Render the material below as a Markdown table with the columns Row and Line, where Row holds a running number and Line holds the text. Cover everything from the start of the material through the line containing "x=275, y=407", both ends included, skipping blank lines and leaving out the pictures.

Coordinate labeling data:
┌──

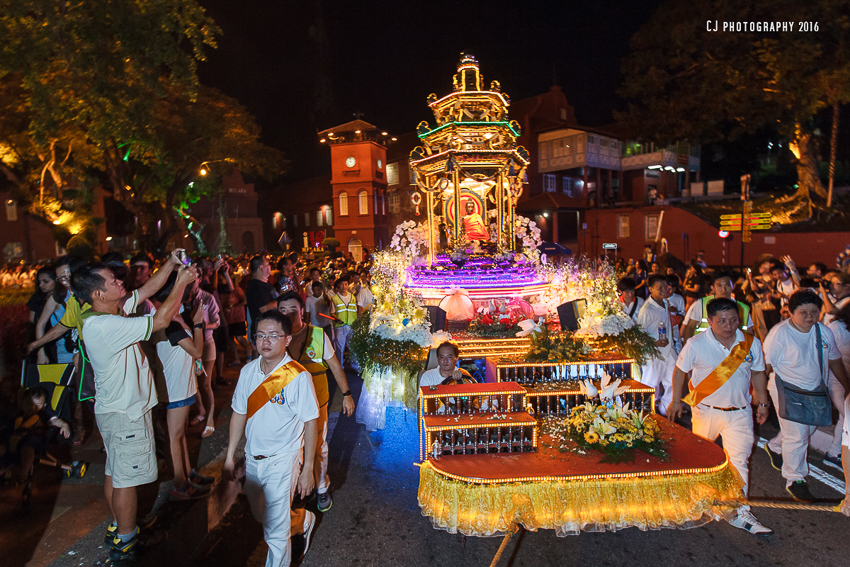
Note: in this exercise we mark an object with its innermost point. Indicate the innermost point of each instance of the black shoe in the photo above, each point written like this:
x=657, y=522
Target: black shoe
x=775, y=458
x=301, y=542
x=123, y=550
x=111, y=532
x=799, y=491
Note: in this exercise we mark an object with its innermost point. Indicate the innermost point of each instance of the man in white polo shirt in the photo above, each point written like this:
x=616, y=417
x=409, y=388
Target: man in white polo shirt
x=724, y=362
x=275, y=408
x=655, y=317
x=125, y=390
x=791, y=351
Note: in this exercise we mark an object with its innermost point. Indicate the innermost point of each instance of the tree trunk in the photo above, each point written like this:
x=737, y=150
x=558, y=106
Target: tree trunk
x=808, y=167
x=832, y=143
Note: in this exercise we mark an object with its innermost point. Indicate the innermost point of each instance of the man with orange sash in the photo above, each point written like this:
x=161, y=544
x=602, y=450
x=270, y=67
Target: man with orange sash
x=724, y=362
x=312, y=348
x=275, y=407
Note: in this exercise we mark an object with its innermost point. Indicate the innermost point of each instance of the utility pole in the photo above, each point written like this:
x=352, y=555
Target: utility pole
x=746, y=232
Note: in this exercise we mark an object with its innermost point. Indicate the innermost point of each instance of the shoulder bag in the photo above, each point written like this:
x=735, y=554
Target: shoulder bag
x=809, y=407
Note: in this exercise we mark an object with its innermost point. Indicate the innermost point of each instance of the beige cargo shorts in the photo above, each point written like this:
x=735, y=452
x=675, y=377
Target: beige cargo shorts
x=130, y=450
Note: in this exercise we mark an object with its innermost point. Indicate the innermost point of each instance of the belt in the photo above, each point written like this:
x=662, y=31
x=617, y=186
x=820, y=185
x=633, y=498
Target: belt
x=723, y=409
x=261, y=457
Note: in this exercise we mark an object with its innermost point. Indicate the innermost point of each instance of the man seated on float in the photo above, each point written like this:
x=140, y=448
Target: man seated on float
x=724, y=362
x=446, y=373
x=473, y=224
x=696, y=320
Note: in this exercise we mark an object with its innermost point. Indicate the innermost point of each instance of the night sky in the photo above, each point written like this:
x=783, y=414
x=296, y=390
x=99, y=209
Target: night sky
x=304, y=66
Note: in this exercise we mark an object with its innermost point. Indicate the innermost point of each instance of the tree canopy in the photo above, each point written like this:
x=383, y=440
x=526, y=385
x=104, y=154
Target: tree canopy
x=107, y=91
x=685, y=81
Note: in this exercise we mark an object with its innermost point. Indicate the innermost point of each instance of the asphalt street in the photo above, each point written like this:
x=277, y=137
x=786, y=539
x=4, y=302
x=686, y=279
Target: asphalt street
x=375, y=520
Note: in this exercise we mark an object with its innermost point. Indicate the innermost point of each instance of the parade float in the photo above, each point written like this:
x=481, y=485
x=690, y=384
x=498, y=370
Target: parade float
x=557, y=433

└──

**IN RESPONSE:**
| Row | Line |
|---|---|
| 1 | Note: in this exercise we mark an object with its innermost point. Indicate the innermost point of each instance of the black shoe in the photo above, each point written like this: |
| 2 | x=657, y=522 |
| 3 | Target: black shoe |
| 4 | x=775, y=458 |
| 5 | x=301, y=542 |
| 6 | x=123, y=550 |
| 7 | x=111, y=532 |
| 8 | x=799, y=491 |
| 9 | Note: in this exercise we mark an object with its innermost point. Indicate the innermost point of each instance of the man in white polo shirt in the photo above, each point written like this: |
| 10 | x=616, y=417 |
| 11 | x=409, y=388 |
| 12 | Target: man in white polo shirt |
| 13 | x=724, y=362 |
| 14 | x=275, y=408 |
| 15 | x=655, y=317 |
| 16 | x=125, y=390 |
| 17 | x=791, y=351 |
| 18 | Note: in this exercise we mark an object with its innermost point. Indicate the innermost point of each instance of the tree trunk in the photo above, each point written like this: |
| 19 | x=737, y=150 |
| 20 | x=558, y=106 |
| 21 | Target: tree trunk |
| 22 | x=808, y=167 |
| 23 | x=832, y=143 |
| 24 | Note: in this exercise we mark an object with its innermost point. Indicate the innermost point of each instance of the man with orange sash in the photo above, each point written like this: |
| 25 | x=161, y=544 |
| 26 | x=602, y=450 |
| 27 | x=270, y=67 |
| 28 | Target: man with orange sash |
| 29 | x=724, y=362 |
| 30 | x=312, y=348 |
| 31 | x=275, y=407 |